SUPPLIED RECORDS »
....

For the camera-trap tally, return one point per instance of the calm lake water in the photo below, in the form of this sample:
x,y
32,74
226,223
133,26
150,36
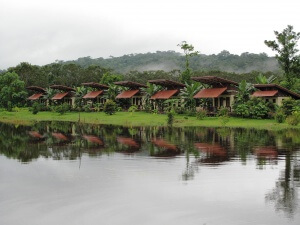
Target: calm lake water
x,y
65,173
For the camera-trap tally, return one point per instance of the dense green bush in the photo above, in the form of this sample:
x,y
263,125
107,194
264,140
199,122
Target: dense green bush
x,y
36,107
62,108
242,110
223,111
110,107
280,116
293,119
201,114
288,106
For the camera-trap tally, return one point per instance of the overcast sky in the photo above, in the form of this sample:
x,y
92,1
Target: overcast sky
x,y
42,31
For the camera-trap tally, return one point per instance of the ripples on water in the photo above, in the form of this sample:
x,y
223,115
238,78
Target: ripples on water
x,y
63,173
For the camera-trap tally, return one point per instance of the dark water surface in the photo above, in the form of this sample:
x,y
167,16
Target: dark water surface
x,y
65,173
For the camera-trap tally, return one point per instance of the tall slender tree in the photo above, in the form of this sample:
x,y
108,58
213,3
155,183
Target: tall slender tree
x,y
286,47
189,52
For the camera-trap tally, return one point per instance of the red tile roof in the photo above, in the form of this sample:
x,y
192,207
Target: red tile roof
x,y
165,94
36,88
127,94
130,84
265,93
35,96
210,93
95,85
93,94
59,96
214,80
277,87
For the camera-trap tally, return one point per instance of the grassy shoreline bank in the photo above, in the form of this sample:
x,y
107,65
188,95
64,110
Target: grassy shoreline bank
x,y
25,117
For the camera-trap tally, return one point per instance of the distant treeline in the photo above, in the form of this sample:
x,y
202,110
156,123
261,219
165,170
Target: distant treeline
x,y
170,60
72,74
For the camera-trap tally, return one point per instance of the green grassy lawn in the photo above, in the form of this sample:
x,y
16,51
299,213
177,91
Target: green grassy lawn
x,y
137,119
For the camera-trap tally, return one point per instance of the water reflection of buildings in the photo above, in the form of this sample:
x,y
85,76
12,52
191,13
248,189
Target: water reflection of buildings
x,y
131,145
214,153
164,148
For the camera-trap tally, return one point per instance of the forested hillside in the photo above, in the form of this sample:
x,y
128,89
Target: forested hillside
x,y
170,60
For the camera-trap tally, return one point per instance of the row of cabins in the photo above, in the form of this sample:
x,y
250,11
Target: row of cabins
x,y
221,91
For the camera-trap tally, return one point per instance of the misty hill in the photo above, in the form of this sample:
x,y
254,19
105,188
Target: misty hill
x,y
171,60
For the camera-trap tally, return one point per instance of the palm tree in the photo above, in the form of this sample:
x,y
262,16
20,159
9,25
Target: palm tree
x,y
188,94
261,79
149,91
244,90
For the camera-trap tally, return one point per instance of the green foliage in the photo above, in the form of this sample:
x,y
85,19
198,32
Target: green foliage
x,y
258,108
201,114
62,108
243,94
170,118
262,79
132,109
109,78
223,111
36,107
293,119
188,52
255,108
280,116
188,93
242,110
285,46
289,105
224,119
110,107
12,91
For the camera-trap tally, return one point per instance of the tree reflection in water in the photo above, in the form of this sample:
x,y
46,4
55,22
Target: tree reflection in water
x,y
199,146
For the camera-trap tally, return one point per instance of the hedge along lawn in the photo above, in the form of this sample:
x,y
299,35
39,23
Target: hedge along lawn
x,y
138,119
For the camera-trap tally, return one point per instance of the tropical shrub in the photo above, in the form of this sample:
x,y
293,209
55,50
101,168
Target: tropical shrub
x,y
223,111
280,116
62,108
110,107
132,109
288,106
36,107
242,110
201,114
293,119
258,108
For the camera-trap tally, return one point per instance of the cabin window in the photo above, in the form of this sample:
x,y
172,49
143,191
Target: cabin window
x,y
216,103
227,101
221,101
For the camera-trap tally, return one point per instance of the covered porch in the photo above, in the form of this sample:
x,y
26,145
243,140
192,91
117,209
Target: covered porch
x,y
97,94
65,95
134,95
38,93
171,90
221,93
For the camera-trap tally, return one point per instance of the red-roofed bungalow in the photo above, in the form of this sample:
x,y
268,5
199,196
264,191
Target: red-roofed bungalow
x,y
171,90
97,94
222,92
65,94
133,92
273,93
38,93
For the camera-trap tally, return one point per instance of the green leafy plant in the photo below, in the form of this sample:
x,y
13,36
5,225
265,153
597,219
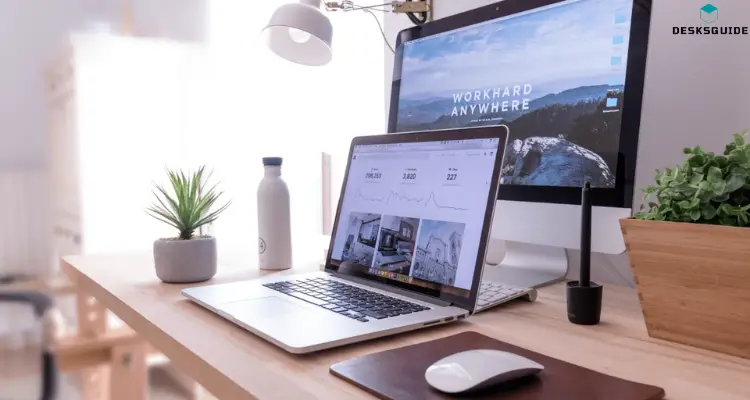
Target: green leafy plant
x,y
707,188
189,205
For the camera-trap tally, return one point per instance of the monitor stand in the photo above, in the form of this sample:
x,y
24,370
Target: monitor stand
x,y
523,264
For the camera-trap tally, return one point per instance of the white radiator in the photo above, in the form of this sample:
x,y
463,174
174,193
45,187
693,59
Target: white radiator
x,y
25,228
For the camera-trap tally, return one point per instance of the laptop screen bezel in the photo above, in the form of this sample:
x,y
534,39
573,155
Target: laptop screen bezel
x,y
485,132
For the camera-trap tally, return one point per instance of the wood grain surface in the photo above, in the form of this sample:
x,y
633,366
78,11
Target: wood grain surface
x,y
234,364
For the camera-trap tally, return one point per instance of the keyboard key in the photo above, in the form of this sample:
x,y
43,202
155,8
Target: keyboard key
x,y
373,314
307,298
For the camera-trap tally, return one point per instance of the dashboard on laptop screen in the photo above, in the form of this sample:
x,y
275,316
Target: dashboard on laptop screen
x,y
414,212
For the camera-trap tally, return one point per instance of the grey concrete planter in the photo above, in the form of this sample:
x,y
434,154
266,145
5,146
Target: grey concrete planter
x,y
185,261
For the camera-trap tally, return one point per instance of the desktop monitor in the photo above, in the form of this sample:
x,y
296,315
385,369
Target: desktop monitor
x,y
566,77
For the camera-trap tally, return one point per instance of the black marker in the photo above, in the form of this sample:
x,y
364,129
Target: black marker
x,y
584,296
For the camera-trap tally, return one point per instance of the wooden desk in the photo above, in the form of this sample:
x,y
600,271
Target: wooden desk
x,y
233,364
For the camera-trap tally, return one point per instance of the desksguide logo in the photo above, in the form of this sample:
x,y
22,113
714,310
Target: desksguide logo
x,y
709,16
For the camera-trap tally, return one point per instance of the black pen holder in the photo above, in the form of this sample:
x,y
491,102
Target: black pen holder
x,y
584,303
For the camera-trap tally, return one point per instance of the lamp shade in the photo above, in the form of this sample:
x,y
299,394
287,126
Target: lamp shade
x,y
300,33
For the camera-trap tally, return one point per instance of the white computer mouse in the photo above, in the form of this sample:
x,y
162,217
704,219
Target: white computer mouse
x,y
478,369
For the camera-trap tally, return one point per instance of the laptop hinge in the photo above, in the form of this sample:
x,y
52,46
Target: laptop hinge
x,y
388,288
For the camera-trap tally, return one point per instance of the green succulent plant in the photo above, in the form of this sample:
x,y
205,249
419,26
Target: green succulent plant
x,y
706,188
189,205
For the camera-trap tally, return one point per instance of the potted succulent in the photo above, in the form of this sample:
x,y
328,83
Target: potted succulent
x,y
191,204
689,250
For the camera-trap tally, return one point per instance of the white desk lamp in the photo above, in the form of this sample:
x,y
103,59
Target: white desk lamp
x,y
301,33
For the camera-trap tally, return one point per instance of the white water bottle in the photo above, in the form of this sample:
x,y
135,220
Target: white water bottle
x,y
274,221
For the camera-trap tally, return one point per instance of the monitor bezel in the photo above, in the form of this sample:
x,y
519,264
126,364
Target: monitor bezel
x,y
485,132
621,196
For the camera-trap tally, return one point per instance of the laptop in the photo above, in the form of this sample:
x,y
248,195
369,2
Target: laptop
x,y
407,247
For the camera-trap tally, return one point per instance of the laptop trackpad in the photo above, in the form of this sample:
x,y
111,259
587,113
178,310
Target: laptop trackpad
x,y
262,308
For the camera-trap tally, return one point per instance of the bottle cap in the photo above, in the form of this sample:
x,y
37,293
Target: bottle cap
x,y
276,161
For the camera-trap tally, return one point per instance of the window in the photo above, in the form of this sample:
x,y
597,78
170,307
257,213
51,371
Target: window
x,y
254,104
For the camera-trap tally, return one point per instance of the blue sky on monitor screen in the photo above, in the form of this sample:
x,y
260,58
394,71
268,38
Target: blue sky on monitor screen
x,y
556,48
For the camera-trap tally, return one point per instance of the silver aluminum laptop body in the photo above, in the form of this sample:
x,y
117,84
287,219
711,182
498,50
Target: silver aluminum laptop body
x,y
391,273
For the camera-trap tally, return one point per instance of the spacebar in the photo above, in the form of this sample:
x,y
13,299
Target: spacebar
x,y
307,298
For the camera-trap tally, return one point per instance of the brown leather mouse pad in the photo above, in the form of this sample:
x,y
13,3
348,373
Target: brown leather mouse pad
x,y
399,374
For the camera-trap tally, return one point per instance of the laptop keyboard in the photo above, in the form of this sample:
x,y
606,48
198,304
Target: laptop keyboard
x,y
347,300
491,293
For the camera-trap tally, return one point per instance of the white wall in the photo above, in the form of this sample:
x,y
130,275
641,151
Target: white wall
x,y
33,30
695,91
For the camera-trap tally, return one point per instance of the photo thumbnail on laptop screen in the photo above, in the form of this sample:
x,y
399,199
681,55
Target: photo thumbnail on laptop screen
x,y
554,75
414,212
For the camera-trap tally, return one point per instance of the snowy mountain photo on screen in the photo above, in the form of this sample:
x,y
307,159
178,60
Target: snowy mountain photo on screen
x,y
554,75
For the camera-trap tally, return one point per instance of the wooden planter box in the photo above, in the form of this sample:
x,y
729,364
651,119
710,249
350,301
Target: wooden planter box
x,y
693,282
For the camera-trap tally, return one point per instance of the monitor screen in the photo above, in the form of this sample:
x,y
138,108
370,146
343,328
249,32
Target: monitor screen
x,y
555,75
405,214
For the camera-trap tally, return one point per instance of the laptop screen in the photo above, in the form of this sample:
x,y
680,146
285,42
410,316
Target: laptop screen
x,y
414,212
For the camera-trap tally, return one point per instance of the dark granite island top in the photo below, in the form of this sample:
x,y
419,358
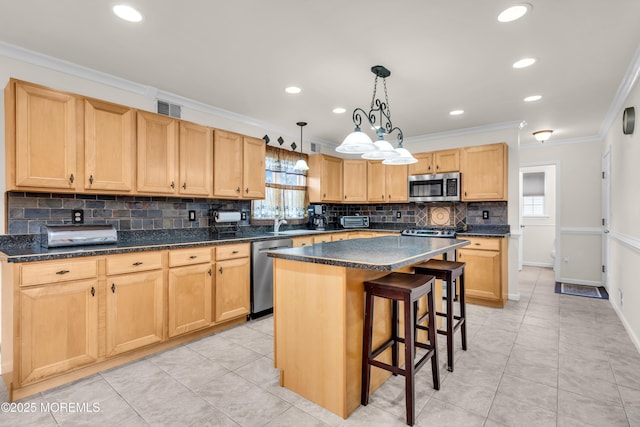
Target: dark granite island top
x,y
384,253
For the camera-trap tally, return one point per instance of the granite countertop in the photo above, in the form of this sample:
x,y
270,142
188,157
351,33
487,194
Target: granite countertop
x,y
383,253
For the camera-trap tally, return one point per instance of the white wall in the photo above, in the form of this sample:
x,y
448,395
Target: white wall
x,y
539,233
624,237
579,243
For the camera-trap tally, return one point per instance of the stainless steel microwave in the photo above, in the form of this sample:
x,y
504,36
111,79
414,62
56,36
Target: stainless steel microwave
x,y
441,187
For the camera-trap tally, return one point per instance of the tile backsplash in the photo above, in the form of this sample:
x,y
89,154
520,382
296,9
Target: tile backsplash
x,y
27,212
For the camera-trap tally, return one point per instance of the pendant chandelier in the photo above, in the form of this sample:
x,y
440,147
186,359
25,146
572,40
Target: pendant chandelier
x,y
379,118
301,165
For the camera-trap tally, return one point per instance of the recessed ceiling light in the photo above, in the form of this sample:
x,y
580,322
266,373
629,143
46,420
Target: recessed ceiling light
x,y
524,62
514,12
127,13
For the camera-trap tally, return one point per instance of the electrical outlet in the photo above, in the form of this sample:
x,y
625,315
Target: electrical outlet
x,y
77,216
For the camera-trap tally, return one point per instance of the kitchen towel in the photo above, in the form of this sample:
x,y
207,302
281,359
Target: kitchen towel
x,y
229,216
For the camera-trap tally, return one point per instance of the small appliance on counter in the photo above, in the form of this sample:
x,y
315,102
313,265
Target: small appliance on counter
x,y
56,236
354,221
317,217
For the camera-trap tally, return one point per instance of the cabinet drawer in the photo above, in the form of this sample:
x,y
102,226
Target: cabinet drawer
x,y
483,243
130,263
232,251
189,256
59,271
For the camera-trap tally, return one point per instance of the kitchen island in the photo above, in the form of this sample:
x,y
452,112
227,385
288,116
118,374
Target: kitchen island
x,y
319,310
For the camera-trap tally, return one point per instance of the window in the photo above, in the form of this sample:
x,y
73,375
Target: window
x,y
286,189
533,203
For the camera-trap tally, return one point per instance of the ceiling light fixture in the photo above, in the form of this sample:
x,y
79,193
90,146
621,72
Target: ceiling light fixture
x,y
524,62
514,12
127,13
542,135
379,118
301,165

....

WHAT IS BEING ASKED » Gather each line in these records that contains the string "below".

RESPONSE BOX »
For the camera-trap tally, return one point per instance of the calm lake water in the photo below, in the form of this sample:
For the camera-trap tally, return one point per instance of the green leafy plant in the photo below, in the form of this sample:
For the camera-trap tally, return one point per instance of the dark granite island top in the photo below, in the form of this sample:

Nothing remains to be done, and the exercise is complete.